# Problem statement:
Format the material below as a two-column CSV with the columns "query" and "response", one row for each request, starting at the line that contains "Question. Identify every instance of the horse hoof" and ending at the end of the material. Place the text of each request and its answer in separate quoted fields, replacing line breaks with spaces.

Data records

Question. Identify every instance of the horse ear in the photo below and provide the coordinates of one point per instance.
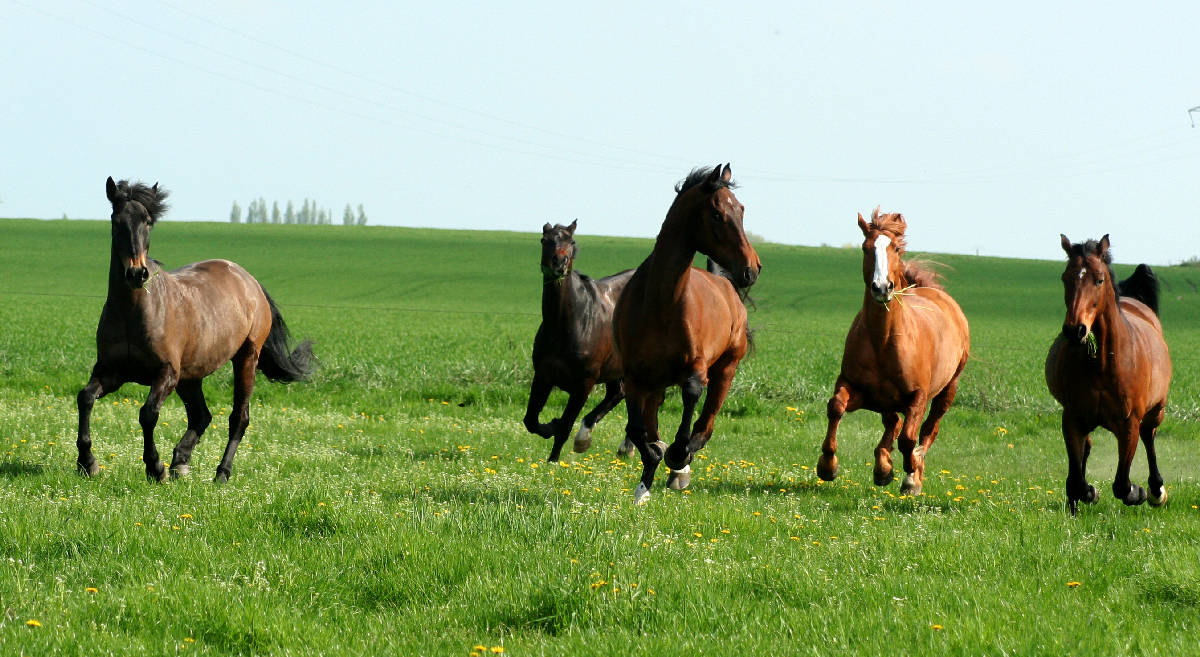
(863, 225)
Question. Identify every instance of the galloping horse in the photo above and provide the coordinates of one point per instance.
(169, 330)
(899, 356)
(1109, 368)
(574, 349)
(679, 325)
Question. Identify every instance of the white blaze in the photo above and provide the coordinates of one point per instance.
(881, 260)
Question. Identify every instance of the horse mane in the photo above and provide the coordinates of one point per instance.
(151, 198)
(917, 271)
(700, 175)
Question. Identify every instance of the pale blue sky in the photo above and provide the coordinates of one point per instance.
(990, 126)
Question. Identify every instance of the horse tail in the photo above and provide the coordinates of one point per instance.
(1141, 285)
(277, 361)
(743, 293)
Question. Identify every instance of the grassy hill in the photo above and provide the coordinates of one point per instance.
(395, 502)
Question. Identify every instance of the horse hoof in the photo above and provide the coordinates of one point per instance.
(1156, 501)
(641, 494)
(827, 466)
(627, 448)
(582, 440)
(910, 487)
(678, 480)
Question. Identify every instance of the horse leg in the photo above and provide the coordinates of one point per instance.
(245, 365)
(567, 422)
(1150, 423)
(885, 472)
(163, 385)
(100, 385)
(913, 454)
(1079, 446)
(613, 393)
(678, 456)
(845, 399)
(538, 395)
(198, 420)
(937, 409)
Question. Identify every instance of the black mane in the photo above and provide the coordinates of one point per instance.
(700, 175)
(151, 198)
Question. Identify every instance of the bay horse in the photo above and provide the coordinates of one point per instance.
(169, 330)
(1109, 368)
(905, 350)
(573, 349)
(681, 325)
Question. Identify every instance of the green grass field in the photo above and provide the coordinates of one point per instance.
(396, 505)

# Result below:
query,response
"Question. Identify every instance of the horse hoof in the photo above and provide the coordinates of one point per instance.","(1156, 501) (641, 494) (827, 466) (627, 448) (582, 440) (910, 487) (678, 480)"
"Question. Identify every instance of the horse leg in the photo above and provide the coordinates of one point per instance.","(245, 365) (567, 422) (1150, 423) (885, 472) (163, 385) (100, 385) (913, 454) (1079, 446) (613, 393) (678, 456) (845, 399) (538, 395) (198, 420) (937, 409)"
"Question. Identify every instance of the black mane in the photo above and provide the coordinates of one point per instance.","(700, 175) (151, 198)"
"Question. Identify every instance of the bay horse in the photo above and provide the coordinates of one point per instance.","(169, 330) (1109, 368) (905, 350) (573, 349) (681, 325)"
"Question. Identify every instance of the green grass field in the photo above and provide the coordinates of one point per instance.","(396, 505)"